EXERCISE AIM. Can you output the material exactly as written, minus any pictures it holds?

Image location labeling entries
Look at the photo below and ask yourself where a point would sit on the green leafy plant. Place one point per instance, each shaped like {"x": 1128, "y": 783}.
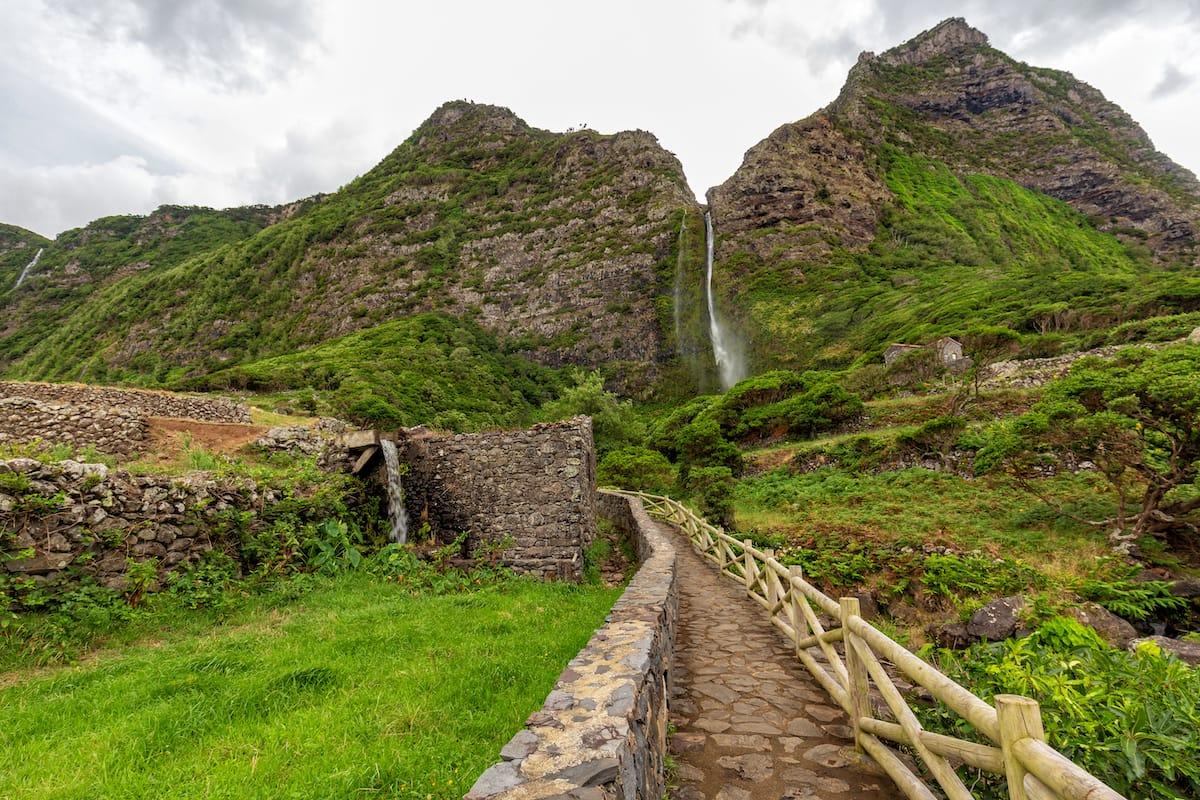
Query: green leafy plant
{"x": 334, "y": 546}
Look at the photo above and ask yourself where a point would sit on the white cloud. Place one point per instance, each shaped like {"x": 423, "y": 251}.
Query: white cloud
{"x": 114, "y": 106}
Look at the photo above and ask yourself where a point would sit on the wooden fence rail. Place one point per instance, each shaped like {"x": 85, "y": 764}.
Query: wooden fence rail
{"x": 815, "y": 623}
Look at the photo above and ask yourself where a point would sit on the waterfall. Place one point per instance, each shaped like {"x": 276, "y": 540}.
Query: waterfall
{"x": 395, "y": 493}
{"x": 681, "y": 276}
{"x": 21, "y": 278}
{"x": 726, "y": 349}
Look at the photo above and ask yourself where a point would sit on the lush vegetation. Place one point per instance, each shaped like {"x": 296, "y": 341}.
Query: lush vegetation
{"x": 427, "y": 368}
{"x": 390, "y": 679}
{"x": 952, "y": 253}
{"x": 1134, "y": 417}
{"x": 1131, "y": 719}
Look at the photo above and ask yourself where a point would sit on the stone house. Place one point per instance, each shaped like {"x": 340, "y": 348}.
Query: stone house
{"x": 949, "y": 352}
{"x": 897, "y": 350}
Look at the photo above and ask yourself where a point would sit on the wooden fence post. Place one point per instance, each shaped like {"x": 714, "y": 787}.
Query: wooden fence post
{"x": 1019, "y": 717}
{"x": 799, "y": 621}
{"x": 858, "y": 689}
{"x": 750, "y": 566}
{"x": 772, "y": 594}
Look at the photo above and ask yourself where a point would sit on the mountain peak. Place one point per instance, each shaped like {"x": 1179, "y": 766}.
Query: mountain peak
{"x": 945, "y": 37}
{"x": 479, "y": 116}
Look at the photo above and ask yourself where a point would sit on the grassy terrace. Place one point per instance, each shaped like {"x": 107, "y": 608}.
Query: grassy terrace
{"x": 352, "y": 686}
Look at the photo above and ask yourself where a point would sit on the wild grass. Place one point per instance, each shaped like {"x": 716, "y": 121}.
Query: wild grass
{"x": 869, "y": 529}
{"x": 358, "y": 689}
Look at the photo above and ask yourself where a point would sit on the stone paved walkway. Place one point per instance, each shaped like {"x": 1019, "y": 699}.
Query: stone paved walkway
{"x": 750, "y": 722}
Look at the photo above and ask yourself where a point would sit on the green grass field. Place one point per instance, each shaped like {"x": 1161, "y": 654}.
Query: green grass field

EXERCISE RESULT.
Look at the photo below and ask yourself where a point would sit on the green leafy plant. Place one point per instance, each shaped like {"x": 1128, "y": 783}.
Query: green leafy plant
{"x": 334, "y": 546}
Look at the photo above and ask yourself where a point would sit on the white cloud. Place one point per instance, each shaped like {"x": 423, "y": 251}.
Query: white cloud
{"x": 114, "y": 106}
Look at the photo above and ask yourself where a point would sit on the wooden fence rail. Place one point per instance, each shaped like {"x": 85, "y": 764}.
Query: wooden fence rail
{"x": 815, "y": 623}
Look at the photo above and ask yourself where a point would sit on the waterfall. Place one point per instance, each shaped like {"x": 276, "y": 540}.
Query: waterfall
{"x": 395, "y": 493}
{"x": 681, "y": 276}
{"x": 21, "y": 278}
{"x": 726, "y": 349}
Look at the photo above and ask yourself where a point would sit on the lush vegetation. Place one point per instance, each shaped like {"x": 296, "y": 341}.
Query: lush vegetation
{"x": 427, "y": 368}
{"x": 390, "y": 679}
{"x": 952, "y": 253}
{"x": 1134, "y": 417}
{"x": 1131, "y": 719}
Look at the photo above and ask yourself where a point would sit on the stone house. Place one point per instance, each shaped like {"x": 340, "y": 348}.
Query: stone house
{"x": 949, "y": 352}
{"x": 897, "y": 350}
Look at the photo above and ask yourself where a point would sit on the wooden fence post. Place one point per instance, each shaped like {"x": 714, "y": 787}.
Query: wooden fence post
{"x": 1019, "y": 717}
{"x": 799, "y": 621}
{"x": 858, "y": 689}
{"x": 750, "y": 566}
{"x": 772, "y": 594}
Look at the photo above and ask yourself where a point would sit on the mountain peak. Place one point per instance, each shaped like {"x": 1179, "y": 766}.
Query: mountain peak
{"x": 945, "y": 37}
{"x": 479, "y": 116}
Look at the photo above and ask yourself where a point would sit on the grassy terrace. Place one point per instance, each shaped like {"x": 107, "y": 608}.
Query: grassy terrace
{"x": 352, "y": 686}
Look at the photo above and ask yourself where a point would sit on the wild grass. Place one point per instance, each shaped like {"x": 716, "y": 121}.
Query: wild grass
{"x": 869, "y": 529}
{"x": 358, "y": 689}
Look at the photo above and ask yourself where a point would sit on the stone paved walkway. Place one point per instance, each shaped like {"x": 1019, "y": 699}.
Query: stone paved walkway
{"x": 750, "y": 722}
Look at the photo above and ask yourself where a point would sit on the green grass field. Place one point per instance, each shaped like {"x": 1161, "y": 654}.
Query: green grass field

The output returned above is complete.